> _TO DO_
Reproduce word for word the lines of the data below, starting at the line that contains "Reviewer note: every instance of the green" and ending at the final line of the data.

-------- STORED RECORDS --------

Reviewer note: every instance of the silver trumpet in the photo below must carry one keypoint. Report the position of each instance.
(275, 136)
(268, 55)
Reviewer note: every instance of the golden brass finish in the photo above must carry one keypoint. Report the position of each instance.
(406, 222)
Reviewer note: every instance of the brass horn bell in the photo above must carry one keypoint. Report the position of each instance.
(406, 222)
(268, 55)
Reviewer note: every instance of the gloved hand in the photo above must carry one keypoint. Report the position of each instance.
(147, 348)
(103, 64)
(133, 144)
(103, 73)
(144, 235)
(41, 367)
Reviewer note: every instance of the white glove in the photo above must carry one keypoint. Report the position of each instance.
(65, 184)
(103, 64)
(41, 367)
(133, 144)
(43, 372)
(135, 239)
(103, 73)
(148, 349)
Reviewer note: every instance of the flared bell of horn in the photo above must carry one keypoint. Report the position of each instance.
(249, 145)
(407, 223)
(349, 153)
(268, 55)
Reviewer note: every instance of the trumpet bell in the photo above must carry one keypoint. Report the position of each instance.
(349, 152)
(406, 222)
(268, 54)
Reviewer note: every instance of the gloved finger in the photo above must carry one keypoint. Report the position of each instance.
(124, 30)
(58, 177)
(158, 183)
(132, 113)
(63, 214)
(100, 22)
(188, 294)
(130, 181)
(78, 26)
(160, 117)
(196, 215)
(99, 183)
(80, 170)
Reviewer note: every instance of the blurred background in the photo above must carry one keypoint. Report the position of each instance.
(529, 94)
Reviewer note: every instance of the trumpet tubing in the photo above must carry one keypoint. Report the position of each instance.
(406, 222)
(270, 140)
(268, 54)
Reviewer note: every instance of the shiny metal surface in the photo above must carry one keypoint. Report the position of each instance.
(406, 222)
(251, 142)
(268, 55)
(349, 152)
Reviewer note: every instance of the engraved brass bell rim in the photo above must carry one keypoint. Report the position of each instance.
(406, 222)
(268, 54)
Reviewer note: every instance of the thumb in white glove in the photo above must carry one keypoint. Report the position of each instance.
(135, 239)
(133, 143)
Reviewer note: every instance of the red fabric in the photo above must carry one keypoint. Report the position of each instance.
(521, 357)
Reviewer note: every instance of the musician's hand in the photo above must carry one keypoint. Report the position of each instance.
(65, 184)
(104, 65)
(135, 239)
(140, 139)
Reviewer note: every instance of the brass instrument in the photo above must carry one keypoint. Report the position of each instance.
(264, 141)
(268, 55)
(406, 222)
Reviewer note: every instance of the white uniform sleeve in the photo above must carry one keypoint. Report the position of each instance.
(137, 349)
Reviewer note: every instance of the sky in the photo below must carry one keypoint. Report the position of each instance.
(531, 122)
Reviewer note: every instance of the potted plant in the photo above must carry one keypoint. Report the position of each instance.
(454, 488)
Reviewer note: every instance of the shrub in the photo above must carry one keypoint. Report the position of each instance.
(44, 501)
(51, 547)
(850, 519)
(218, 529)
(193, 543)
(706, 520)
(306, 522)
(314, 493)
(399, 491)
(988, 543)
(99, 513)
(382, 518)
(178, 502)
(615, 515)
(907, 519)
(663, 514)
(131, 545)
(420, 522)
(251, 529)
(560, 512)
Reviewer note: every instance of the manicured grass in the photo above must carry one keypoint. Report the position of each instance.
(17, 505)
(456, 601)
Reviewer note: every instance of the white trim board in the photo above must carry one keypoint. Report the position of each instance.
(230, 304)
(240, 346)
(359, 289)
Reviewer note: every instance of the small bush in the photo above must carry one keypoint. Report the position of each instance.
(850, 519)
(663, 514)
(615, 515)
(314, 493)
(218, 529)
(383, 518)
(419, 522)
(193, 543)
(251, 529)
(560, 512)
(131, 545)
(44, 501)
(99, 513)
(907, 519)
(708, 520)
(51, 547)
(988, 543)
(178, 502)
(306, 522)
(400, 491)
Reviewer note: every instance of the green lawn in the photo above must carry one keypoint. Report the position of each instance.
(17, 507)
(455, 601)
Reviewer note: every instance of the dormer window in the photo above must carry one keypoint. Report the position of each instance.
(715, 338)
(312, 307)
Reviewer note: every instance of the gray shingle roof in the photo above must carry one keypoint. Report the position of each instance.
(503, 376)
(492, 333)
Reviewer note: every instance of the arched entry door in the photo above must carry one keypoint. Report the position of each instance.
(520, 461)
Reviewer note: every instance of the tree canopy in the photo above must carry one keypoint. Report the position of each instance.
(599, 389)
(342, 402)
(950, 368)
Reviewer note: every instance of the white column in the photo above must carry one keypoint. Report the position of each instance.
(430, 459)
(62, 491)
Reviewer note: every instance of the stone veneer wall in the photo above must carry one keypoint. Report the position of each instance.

--------

> _CORRECT ANSWER_
Reviewer note: every instance of the green lawn in the photo above must carry one keypoint. Report the position of each instance.
(17, 507)
(455, 601)
Reviewer note: every instance of the dormer window in the photo above must carry one keypoint. Report the position of each instance.
(715, 338)
(312, 307)
Reviewer note: every instance of the gray shingle roof in the photo above must carry one keypoint. Report the position of each instance.
(503, 376)
(492, 333)
Reviewer note: every instance of the arched entry door in the photo above must carry one keypoint. Report the position of each instance.
(520, 461)
Reviewer note: every instance of the tree canopy in the photo above must carry one keypoint. Report the position of each instance.
(599, 389)
(342, 402)
(950, 368)
Reviewer note: every instance of the white column in the photo above must carry one keypoint. Report the position of each instance.
(430, 459)
(62, 491)
Reviewer note: every instance of the stone veneer wall in the photo above must carry one keypoint. Report the position of each instance.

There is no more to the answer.